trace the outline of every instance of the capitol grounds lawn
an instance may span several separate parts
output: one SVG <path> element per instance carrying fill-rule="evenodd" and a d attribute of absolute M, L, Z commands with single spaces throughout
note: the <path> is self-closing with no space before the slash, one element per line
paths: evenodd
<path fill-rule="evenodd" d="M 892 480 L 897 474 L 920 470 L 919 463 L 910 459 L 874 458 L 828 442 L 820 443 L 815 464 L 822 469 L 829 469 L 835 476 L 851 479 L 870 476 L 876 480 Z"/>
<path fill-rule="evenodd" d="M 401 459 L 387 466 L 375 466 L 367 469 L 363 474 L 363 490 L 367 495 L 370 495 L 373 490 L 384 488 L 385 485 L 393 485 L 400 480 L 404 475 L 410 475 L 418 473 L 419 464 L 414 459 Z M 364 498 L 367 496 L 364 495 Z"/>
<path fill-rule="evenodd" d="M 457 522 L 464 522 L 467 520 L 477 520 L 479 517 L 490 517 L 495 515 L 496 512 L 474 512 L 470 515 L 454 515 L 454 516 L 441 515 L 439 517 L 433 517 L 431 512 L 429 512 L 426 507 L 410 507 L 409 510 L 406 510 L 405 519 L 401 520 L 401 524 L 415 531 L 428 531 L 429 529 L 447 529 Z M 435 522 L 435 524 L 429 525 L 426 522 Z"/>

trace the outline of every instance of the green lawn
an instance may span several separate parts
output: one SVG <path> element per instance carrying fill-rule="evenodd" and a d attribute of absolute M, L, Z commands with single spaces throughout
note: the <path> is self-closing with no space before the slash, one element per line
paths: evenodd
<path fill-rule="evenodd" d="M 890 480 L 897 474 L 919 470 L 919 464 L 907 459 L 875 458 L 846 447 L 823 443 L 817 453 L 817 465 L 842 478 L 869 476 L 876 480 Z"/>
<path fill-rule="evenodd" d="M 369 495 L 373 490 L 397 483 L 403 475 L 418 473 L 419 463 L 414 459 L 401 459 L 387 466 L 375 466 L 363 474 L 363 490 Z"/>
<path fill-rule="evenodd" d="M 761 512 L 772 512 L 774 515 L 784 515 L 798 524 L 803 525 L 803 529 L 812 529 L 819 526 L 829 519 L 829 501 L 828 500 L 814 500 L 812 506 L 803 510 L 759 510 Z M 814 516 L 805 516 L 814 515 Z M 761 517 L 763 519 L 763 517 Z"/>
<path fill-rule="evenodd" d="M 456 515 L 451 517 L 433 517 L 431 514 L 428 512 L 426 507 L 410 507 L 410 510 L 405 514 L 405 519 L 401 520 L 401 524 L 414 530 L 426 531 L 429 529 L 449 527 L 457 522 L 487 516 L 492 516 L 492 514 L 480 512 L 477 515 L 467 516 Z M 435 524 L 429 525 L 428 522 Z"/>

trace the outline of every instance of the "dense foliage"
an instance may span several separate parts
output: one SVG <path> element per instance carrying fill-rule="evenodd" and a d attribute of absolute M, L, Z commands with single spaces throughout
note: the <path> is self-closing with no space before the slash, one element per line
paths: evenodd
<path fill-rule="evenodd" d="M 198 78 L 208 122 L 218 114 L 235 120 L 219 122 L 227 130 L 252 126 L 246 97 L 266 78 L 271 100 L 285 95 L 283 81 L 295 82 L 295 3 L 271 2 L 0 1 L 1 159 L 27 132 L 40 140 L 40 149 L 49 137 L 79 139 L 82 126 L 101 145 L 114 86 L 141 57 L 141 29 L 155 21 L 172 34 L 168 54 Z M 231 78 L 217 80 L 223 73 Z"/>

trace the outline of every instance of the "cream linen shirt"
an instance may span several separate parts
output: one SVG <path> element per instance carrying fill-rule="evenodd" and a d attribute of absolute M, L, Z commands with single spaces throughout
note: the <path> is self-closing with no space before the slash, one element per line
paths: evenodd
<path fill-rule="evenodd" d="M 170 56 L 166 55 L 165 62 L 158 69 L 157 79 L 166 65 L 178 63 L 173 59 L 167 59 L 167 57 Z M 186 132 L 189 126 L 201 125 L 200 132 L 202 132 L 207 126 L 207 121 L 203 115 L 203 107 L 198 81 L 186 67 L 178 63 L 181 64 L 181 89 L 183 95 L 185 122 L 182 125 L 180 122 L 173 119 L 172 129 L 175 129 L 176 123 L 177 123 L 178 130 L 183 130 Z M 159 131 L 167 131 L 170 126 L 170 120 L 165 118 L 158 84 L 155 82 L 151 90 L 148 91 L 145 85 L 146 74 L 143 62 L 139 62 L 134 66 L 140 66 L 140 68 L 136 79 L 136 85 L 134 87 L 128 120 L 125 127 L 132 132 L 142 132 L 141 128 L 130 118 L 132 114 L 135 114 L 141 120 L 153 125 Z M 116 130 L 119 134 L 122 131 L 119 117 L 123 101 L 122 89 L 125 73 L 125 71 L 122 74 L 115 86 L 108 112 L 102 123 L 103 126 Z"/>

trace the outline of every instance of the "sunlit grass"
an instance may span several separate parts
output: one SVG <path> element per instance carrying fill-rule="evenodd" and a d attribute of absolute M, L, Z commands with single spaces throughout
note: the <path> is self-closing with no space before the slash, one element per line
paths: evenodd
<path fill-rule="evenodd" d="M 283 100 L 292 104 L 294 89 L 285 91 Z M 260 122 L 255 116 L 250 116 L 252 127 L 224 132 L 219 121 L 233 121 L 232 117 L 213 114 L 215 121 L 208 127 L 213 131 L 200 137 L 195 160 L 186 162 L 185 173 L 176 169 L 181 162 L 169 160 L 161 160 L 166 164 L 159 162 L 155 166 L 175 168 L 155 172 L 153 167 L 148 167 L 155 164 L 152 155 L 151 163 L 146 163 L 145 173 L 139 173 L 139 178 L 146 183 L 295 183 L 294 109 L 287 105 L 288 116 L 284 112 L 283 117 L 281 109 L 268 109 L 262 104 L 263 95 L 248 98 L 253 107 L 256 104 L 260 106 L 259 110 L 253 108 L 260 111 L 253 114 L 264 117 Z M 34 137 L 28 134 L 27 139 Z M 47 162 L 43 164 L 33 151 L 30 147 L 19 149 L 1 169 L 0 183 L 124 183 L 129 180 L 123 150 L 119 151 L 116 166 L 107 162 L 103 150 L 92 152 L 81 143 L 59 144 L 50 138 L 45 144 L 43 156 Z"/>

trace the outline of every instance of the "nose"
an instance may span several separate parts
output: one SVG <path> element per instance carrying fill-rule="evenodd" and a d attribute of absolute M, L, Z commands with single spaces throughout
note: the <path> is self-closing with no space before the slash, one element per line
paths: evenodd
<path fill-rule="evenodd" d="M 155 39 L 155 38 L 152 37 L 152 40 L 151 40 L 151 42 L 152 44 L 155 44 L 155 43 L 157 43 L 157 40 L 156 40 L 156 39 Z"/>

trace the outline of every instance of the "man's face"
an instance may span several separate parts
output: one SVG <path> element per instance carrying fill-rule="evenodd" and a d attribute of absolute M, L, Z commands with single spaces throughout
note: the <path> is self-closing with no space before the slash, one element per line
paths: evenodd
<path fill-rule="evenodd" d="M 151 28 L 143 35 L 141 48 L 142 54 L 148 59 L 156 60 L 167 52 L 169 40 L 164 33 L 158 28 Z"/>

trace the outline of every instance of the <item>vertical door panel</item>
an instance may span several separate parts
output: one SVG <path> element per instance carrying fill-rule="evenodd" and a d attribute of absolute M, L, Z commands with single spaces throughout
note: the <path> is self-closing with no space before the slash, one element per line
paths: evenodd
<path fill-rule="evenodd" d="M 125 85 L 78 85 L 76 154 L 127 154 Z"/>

---

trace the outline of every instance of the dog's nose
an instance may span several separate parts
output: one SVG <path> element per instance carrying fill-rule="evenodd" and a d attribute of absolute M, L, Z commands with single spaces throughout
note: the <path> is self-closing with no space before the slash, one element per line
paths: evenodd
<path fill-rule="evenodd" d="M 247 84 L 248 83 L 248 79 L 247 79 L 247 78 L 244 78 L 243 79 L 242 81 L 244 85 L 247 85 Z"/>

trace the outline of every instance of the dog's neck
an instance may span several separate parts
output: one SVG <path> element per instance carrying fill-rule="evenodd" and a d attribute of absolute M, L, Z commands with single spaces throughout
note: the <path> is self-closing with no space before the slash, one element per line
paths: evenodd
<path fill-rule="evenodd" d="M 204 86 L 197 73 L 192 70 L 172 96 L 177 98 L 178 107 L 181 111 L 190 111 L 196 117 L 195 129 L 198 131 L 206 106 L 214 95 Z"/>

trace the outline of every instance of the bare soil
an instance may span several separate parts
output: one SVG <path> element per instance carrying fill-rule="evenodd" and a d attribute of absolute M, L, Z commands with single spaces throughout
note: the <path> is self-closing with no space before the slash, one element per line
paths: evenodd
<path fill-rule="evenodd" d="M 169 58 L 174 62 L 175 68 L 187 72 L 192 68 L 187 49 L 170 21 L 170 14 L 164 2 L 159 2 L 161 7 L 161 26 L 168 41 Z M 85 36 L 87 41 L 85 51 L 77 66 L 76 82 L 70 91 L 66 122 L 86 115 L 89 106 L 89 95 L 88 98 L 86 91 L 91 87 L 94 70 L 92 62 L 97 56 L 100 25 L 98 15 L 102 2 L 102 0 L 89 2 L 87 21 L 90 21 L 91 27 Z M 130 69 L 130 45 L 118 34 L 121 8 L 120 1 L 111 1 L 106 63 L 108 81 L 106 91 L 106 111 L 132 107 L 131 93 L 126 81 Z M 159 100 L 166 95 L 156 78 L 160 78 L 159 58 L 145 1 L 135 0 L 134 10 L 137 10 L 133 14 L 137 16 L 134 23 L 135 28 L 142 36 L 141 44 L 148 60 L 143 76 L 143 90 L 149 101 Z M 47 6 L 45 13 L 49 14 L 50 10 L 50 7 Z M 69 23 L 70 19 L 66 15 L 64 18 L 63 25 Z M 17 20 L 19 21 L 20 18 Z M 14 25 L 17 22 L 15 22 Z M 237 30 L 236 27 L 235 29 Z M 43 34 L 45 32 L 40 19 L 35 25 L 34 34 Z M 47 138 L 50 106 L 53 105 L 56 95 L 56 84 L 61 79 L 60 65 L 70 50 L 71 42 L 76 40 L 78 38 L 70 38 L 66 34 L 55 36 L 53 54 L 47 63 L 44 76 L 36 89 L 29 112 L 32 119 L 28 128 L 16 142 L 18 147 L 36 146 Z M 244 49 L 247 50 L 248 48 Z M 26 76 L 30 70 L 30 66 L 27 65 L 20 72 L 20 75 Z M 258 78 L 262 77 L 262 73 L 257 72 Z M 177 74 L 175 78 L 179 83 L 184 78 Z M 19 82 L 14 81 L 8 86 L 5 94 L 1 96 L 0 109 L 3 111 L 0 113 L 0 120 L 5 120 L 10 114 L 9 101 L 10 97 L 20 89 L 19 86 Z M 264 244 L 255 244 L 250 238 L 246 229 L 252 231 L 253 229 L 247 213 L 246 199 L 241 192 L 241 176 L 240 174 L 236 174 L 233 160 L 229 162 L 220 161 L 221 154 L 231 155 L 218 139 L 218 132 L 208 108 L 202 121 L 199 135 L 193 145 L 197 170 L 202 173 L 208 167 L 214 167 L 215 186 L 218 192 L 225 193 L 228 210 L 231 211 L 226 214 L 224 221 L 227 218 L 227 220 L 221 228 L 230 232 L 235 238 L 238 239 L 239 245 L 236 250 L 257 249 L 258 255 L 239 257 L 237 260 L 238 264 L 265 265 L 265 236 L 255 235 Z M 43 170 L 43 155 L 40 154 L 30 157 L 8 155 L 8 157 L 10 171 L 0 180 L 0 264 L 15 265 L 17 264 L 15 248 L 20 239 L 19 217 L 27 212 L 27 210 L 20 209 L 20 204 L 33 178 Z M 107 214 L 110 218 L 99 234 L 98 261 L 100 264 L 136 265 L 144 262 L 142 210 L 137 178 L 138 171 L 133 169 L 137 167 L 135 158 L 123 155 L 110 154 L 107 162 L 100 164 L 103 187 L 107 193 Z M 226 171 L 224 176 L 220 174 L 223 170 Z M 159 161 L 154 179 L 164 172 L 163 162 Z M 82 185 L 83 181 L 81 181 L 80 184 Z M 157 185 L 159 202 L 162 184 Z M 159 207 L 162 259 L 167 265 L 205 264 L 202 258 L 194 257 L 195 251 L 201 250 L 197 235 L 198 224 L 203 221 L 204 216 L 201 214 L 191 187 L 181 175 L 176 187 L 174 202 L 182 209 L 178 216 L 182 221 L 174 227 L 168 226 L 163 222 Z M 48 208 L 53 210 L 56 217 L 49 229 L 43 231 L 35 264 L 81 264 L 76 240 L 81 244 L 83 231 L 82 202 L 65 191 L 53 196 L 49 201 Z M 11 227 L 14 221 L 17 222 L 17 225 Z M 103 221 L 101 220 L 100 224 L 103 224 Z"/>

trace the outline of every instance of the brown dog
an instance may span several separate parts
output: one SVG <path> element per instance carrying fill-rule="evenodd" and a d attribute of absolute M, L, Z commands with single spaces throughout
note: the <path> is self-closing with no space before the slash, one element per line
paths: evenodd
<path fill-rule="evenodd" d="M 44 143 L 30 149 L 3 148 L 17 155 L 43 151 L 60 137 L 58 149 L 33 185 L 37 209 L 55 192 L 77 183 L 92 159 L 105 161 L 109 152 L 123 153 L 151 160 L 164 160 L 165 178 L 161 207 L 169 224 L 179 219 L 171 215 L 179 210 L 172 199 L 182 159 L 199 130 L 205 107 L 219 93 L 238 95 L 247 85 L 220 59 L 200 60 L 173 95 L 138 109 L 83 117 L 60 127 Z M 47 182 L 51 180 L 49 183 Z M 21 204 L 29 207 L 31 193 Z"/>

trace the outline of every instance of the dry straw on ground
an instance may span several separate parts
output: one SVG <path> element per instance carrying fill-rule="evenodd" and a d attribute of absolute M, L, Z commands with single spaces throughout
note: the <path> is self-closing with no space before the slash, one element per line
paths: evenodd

---

Pick out each line in the records above that contains the string "lawn" and copy it. Only matches with the same capitalization count.

trace the outline of every instance of the capitol grounds lawn
trace the outline of every instance of the green lawn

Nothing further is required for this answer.